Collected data
──────────
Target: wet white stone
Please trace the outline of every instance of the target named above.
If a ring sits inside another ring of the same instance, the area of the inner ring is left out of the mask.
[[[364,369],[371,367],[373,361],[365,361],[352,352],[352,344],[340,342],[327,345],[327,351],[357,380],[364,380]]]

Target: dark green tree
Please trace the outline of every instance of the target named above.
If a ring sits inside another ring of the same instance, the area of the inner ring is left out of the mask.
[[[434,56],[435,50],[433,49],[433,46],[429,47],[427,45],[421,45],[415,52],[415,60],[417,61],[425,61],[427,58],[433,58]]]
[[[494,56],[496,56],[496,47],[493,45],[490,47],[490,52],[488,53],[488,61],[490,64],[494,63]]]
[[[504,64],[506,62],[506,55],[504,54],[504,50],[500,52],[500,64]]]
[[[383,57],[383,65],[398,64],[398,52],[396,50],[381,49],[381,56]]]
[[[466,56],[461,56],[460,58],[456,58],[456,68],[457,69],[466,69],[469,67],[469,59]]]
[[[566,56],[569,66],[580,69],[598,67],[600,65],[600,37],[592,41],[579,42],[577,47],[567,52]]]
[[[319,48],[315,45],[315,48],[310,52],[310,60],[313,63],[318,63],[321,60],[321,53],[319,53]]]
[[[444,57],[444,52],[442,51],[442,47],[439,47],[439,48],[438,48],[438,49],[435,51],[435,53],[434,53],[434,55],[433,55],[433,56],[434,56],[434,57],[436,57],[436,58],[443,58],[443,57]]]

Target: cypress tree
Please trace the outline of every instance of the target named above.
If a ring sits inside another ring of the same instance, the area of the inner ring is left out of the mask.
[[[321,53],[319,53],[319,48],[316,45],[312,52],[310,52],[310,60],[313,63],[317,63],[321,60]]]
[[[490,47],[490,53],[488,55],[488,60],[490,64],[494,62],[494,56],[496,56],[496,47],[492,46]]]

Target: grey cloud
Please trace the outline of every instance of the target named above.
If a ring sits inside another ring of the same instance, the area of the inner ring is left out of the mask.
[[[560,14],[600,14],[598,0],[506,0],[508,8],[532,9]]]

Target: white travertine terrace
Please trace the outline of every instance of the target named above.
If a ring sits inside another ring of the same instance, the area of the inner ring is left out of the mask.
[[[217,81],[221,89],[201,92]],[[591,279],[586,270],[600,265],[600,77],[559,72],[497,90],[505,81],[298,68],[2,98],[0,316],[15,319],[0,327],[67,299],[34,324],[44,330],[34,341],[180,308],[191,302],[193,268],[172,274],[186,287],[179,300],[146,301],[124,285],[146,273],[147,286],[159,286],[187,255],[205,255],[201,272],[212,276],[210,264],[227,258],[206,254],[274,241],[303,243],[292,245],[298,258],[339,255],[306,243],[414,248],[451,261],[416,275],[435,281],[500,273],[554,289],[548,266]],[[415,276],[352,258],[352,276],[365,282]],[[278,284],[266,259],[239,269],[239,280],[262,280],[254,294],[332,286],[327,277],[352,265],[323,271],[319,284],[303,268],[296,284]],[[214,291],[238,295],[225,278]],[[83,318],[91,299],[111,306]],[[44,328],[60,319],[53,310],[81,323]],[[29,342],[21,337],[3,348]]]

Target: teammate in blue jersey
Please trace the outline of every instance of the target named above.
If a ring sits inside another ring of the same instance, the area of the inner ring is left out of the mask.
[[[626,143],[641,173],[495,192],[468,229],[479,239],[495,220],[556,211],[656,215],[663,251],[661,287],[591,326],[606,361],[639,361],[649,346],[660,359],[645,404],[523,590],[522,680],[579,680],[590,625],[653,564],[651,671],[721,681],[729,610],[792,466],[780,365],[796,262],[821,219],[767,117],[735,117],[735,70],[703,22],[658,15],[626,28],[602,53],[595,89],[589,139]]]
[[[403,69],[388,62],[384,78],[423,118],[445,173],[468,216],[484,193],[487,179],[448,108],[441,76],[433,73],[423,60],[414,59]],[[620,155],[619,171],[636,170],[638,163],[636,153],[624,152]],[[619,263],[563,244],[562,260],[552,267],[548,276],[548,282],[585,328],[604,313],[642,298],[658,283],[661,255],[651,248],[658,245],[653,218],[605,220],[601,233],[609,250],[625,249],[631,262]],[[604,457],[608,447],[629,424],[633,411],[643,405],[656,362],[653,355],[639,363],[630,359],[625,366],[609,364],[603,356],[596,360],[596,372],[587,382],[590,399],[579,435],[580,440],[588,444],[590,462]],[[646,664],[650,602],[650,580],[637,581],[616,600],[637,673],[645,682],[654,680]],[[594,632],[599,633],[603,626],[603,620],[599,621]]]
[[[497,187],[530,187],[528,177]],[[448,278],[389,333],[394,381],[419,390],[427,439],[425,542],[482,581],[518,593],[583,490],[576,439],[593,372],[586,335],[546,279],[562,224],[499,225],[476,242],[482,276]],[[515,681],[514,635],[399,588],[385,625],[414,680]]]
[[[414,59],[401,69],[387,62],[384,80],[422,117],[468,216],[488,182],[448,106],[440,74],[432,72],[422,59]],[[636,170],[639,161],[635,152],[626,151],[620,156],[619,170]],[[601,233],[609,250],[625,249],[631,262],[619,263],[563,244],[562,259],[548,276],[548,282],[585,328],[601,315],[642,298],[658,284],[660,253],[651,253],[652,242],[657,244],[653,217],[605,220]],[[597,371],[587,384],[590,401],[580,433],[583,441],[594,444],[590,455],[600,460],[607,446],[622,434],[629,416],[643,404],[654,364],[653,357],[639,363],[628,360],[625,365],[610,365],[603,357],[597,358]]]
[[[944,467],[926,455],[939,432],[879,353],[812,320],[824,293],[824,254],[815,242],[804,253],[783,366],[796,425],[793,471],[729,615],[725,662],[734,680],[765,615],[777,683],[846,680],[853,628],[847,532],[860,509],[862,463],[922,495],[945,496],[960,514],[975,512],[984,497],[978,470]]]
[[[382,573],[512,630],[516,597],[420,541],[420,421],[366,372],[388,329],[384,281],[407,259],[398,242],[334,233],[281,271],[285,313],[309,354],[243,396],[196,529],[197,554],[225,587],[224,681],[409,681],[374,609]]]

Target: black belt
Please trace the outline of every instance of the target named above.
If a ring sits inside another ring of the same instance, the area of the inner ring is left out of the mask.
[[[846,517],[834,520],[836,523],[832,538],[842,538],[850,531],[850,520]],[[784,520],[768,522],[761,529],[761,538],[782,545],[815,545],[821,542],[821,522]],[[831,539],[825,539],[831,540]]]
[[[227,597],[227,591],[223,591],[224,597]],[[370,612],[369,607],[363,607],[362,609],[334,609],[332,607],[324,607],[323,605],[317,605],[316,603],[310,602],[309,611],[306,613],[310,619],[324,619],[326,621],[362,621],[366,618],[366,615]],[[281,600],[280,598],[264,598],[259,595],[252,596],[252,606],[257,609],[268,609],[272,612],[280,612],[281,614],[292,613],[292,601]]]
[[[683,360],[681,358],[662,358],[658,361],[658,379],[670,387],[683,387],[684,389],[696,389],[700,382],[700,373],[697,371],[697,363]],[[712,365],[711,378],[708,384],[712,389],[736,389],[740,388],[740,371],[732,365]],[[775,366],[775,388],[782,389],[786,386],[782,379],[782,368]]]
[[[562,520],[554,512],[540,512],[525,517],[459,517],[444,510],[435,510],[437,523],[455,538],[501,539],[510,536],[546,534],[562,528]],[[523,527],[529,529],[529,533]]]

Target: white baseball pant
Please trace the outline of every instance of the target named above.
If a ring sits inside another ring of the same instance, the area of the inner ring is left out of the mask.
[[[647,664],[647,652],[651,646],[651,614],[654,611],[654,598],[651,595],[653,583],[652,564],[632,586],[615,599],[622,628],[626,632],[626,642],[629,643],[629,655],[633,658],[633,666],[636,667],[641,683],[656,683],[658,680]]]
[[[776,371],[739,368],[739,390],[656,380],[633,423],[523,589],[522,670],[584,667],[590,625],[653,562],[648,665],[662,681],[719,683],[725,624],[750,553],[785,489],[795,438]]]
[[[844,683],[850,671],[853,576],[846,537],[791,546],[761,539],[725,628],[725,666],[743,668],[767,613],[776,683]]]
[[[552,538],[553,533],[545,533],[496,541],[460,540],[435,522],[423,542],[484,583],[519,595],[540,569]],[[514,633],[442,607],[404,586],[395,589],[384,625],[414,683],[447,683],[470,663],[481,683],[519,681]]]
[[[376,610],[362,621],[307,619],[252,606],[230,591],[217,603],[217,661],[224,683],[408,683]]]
──────────
### Instructions to follow
When you find a line in the records that contains the word "white", copy it.

### Response for this exercise
Target: wet white stone
Target: white travertine terrace
Target: white baseball pant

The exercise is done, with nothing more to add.